-- Begin --

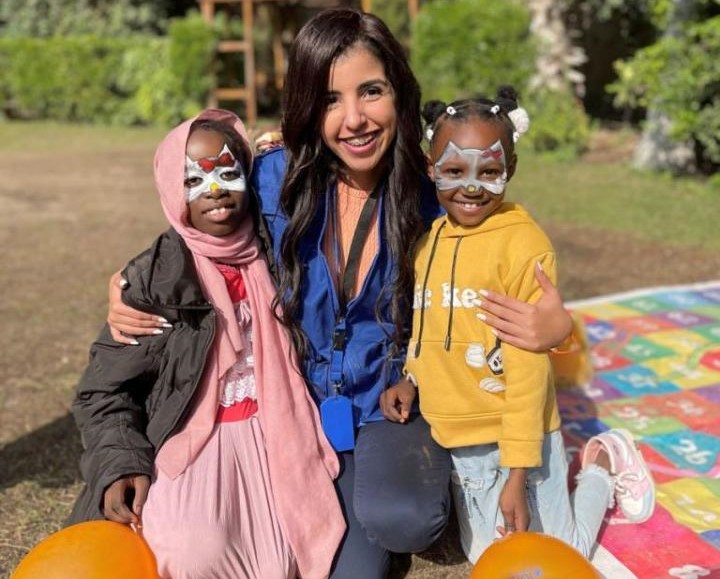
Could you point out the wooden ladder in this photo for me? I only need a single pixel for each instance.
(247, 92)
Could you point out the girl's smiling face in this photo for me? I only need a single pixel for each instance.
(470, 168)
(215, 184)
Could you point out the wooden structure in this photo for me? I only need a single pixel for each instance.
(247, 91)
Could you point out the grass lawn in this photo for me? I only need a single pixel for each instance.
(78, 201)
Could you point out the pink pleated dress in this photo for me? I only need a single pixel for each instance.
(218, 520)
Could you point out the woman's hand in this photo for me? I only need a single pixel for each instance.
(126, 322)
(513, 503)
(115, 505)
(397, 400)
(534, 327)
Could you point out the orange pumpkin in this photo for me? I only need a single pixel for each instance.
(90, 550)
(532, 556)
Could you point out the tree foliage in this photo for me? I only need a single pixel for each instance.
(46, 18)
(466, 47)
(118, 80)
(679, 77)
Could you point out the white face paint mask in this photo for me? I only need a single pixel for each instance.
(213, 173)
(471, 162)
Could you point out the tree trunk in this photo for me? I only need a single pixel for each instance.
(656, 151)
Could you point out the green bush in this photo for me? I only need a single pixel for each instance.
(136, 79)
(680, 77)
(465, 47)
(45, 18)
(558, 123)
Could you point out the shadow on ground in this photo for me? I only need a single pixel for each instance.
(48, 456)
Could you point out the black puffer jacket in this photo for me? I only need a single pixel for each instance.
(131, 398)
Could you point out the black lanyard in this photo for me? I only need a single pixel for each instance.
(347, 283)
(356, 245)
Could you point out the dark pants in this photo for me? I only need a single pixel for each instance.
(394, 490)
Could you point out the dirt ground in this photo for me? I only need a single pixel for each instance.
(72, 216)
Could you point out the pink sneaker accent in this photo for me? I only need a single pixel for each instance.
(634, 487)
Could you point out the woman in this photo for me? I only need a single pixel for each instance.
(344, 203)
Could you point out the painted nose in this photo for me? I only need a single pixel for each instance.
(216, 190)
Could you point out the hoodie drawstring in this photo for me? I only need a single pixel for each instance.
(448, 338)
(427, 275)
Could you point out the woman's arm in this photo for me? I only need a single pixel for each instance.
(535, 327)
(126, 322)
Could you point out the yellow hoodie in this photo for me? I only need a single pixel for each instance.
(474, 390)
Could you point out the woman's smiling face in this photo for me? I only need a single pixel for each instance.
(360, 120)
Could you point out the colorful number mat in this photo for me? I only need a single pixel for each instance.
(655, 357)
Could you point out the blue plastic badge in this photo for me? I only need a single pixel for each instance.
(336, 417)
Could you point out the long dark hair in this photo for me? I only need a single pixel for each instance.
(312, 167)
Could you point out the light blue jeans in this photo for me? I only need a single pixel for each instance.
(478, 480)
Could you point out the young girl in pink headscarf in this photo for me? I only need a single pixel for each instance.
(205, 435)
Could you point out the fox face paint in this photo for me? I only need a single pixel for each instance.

-- End --

» **Given instruction**:
Scale the lines starting with the one containing "Could you point out the young" and going on through the end of the entries, writing out only those lines, requests included, with the requests unchanged. Multiply every point coordinate in the answers by 1.35 and round each result to a whole number, rounding halves up.

» **Exercise solution**:
Could you point out the young girl in pink headscarf in this photo for me? I only need a single pixel for each instance.
(277, 587)
Could you point out the fox face paint in this photo for me? I only need a single pixel for each instance.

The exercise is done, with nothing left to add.